■ BRIEF: Please retype the entries that follow exactly as they are, leaving the images behind.
BEGIN
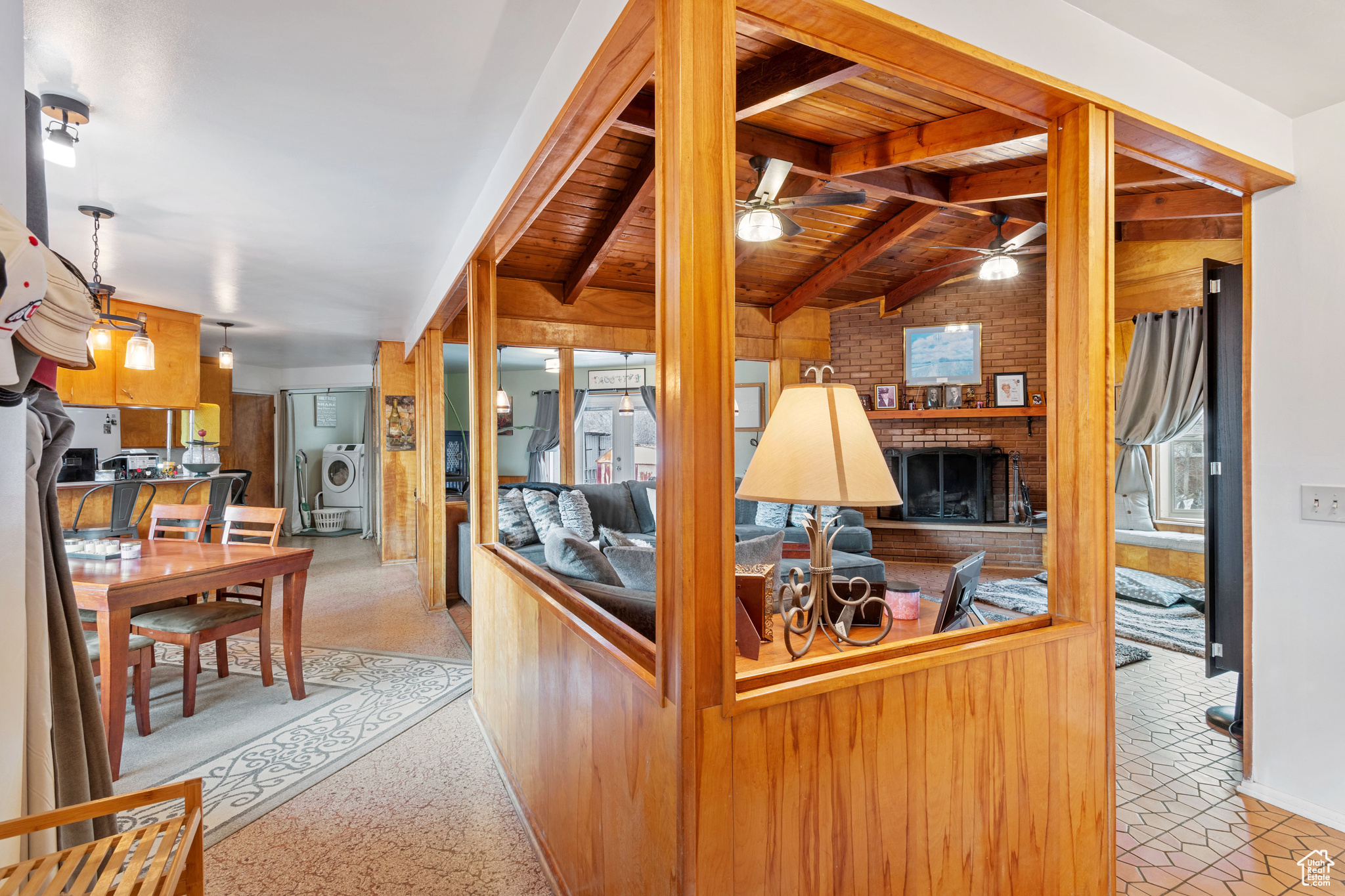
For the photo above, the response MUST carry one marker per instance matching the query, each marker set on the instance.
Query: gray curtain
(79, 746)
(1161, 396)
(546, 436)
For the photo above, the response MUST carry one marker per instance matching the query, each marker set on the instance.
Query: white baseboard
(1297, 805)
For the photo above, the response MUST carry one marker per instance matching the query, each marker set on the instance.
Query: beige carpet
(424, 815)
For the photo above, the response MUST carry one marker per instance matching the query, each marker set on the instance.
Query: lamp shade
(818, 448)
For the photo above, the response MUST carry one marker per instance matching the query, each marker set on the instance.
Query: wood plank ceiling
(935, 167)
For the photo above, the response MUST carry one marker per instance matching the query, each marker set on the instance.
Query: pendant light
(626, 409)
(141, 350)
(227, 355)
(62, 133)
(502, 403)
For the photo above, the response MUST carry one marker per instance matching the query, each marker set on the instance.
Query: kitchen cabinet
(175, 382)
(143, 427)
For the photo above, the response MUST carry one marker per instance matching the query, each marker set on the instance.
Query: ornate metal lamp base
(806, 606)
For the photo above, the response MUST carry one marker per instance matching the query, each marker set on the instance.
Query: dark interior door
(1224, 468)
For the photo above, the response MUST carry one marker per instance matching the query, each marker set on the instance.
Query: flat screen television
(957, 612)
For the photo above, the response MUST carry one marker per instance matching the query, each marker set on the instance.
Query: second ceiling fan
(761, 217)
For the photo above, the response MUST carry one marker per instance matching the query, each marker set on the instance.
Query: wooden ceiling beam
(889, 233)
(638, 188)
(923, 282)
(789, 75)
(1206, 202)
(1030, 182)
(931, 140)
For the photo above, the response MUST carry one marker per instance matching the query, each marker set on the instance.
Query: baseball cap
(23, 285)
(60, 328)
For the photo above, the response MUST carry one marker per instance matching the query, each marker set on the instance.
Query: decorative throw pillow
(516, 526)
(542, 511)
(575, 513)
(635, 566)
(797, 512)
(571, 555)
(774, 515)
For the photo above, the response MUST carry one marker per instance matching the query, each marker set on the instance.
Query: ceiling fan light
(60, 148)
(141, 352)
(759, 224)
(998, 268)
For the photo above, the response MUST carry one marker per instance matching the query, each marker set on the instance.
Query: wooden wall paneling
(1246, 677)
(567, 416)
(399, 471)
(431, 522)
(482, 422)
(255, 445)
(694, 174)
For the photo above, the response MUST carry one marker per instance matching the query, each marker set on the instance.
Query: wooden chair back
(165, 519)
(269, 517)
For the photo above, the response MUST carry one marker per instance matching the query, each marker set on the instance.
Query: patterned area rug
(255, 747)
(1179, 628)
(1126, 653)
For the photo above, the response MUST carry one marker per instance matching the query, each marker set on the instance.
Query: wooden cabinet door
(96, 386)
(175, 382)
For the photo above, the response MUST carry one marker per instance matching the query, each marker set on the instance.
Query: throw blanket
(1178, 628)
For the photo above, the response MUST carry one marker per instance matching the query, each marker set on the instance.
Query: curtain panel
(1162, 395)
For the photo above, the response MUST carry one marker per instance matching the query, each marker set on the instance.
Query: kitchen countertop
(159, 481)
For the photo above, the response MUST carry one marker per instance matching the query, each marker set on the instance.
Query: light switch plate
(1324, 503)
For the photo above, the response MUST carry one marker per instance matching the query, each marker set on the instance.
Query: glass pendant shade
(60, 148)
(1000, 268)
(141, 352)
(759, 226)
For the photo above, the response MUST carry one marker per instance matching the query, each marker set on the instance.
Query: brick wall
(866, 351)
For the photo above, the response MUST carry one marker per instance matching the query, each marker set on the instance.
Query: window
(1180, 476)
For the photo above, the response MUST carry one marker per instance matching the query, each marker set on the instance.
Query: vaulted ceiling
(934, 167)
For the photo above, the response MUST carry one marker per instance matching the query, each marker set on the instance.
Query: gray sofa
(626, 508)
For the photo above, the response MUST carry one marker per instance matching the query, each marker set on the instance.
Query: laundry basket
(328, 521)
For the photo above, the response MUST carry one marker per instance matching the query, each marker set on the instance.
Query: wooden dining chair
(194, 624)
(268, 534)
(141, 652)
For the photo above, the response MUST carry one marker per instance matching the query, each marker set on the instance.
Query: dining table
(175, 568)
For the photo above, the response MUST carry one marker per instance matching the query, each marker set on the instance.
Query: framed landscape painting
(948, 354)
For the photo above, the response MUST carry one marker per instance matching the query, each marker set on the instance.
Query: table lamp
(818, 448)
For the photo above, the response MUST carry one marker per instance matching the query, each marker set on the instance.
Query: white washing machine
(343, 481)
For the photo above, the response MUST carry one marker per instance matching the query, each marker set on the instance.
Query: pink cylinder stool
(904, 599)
END
■ EXPECTED ANSWER:
For the photo above, the response MUST carry one marker per instance matching the query, each marker set on the instance.
Query: gray curtain
(79, 746)
(1161, 396)
(546, 436)
For the photo above, the response MUST carry one marker per instance matching the query, each marker set on the instance.
Query: white baseboard
(1297, 805)
For the photo above, the response MUST carry one marker per instance matching the query, each marker set on the instance.
Query: beige carpet
(424, 815)
For the photo above, the response MUST carry one marker per instance matching the query, each marker set on the instance.
Query: lamp shade
(818, 448)
For the photo above, the response MUST carry one marker per instance matching the query, each marker set on the instance.
Query: wood plank ceiling
(935, 167)
For the photo above, the response MUST carry one marker per instance matching the query, each marker set on the instance.
Query: pendant light
(626, 409)
(141, 350)
(227, 355)
(62, 133)
(502, 403)
For the photo above, the response MUST carry one marker per instance matching the query, each marker set on the instance.
Query: kitchen cabinet
(175, 382)
(143, 427)
For the photo above, the response MUST carry one marker per instance matching the query, each marker set on the instance.
Query: ornate metal lamp base
(806, 606)
For the photo above, the response MUST carry one marker per instance matching the query, each marker set on the instance.
Query: dark interior door
(1224, 468)
For the photo above, the response MUST carry one marker per instance matching the query, each marker set on the instance.
Query: flat screen television
(957, 612)
For the photo above, the response MUST carry one marker per instance matching the query, each marker set on the instance.
Query: second ceiling fan
(761, 217)
For the photo above, the response MUST carry one marker per instance matching the query, each marker set on the instance.
Query: wooden ceiling beam
(889, 233)
(638, 188)
(923, 282)
(789, 75)
(1206, 202)
(1030, 182)
(931, 140)
For the photo above, the response MUST carry one marker per instance matching the query, each marker set on the instance.
Query: baseball cap
(23, 285)
(60, 328)
For the photo above, the response MUST carry one marker per instance matching the query, each marker set on the instance.
Query: decorative throw pillow
(516, 526)
(542, 511)
(575, 513)
(635, 566)
(797, 512)
(571, 555)
(774, 515)
For the photo above, the response MUST carry one marker per instance matching the query, each marker set on the instance.
Query: ceiling fan light
(60, 148)
(141, 352)
(759, 224)
(998, 268)
For the photo above, the response MUST carry one marker per instance matching the query, each marker set on the instance.
Query: wooden wall paneling
(1246, 677)
(567, 416)
(399, 471)
(431, 522)
(482, 422)
(255, 445)
(694, 174)
For the photo above, the response MUST carry one marker per instance matching the query, each marker set on the instance.
Query: wooden chair back
(165, 519)
(269, 517)
For the photo above, the response MUST carry one marker per instance matching the query, each marker set on the instance.
Query: patterned area rug
(255, 747)
(1179, 628)
(1126, 653)
For the photo above, the response MUST carry one marker per instance matching the query, each marker set on the instance.
Query: wooden cabinet door
(96, 386)
(175, 382)
For the photo above, the response MUST carry one marker per instance matching the query, each marker set on the instance.
Query: throw blanket
(1178, 628)
For the photo above, the response MUST carry one marker per instance matching the query, each marker set on the instance.
Query: curtain panel
(1162, 395)
For the photo above, the response MUST carry one marker per instance matching the query, each marker set on the instance.
Query: kitchen countertop
(159, 481)
For the photo above, the response MUST carry one marker per instance matching the query, each marker set on the instance.
Query: light switch plate
(1324, 503)
For the photo above, the response MUST carry one marker per instance matching the query, each marker set on the instance.
Query: glass pendant shade
(60, 148)
(1000, 268)
(141, 352)
(759, 226)
For the photo above, the response MUST carry one marker per instance matching the query, each marker set on the instance.
Query: brick wall
(866, 351)
For the photo above, the response MUST carry one marker per instance matching the query, each marker set on the instance.
Query: window
(1180, 476)
For the photo above, the response MUST carry one marker per instance matching the query, each marker set on the instance.
Query: vaulted ceiling
(934, 167)
For the photo above, the response MUST carry one marker per instance matching the query, each marker set on the instance.
Query: gray sofa
(626, 508)
For the photo above, the response MUST carry one marker per instance matching the query, each marker set on the instance.
Query: laundry basket
(328, 521)
For the photo above, the response MUST carry one marker per instance matching the query, each marker set on the instance.
Query: wooden dining chair
(194, 624)
(268, 534)
(141, 652)
For the photo above, the response MUST carry one marker per instance matching the query, each marker set on the instance.
Query: dining table
(175, 568)
For the photo above, the response MUST carry one marker per instance matching the query, each marker set on the instance.
Query: framed landscape painting
(948, 354)
For the photo above, the response MUST carry one marker per instance matching the query, each marker set on the instance.
Query: table lamp
(818, 448)
For the photo above, the response MUST carry one marker per instance matching the query, each marker set on the instance.
Query: white washing machine
(343, 481)
For the photo above, the response MUST carry one marker per instance matching the query, each marker set on the instance.
Query: pink cylinder stool
(904, 599)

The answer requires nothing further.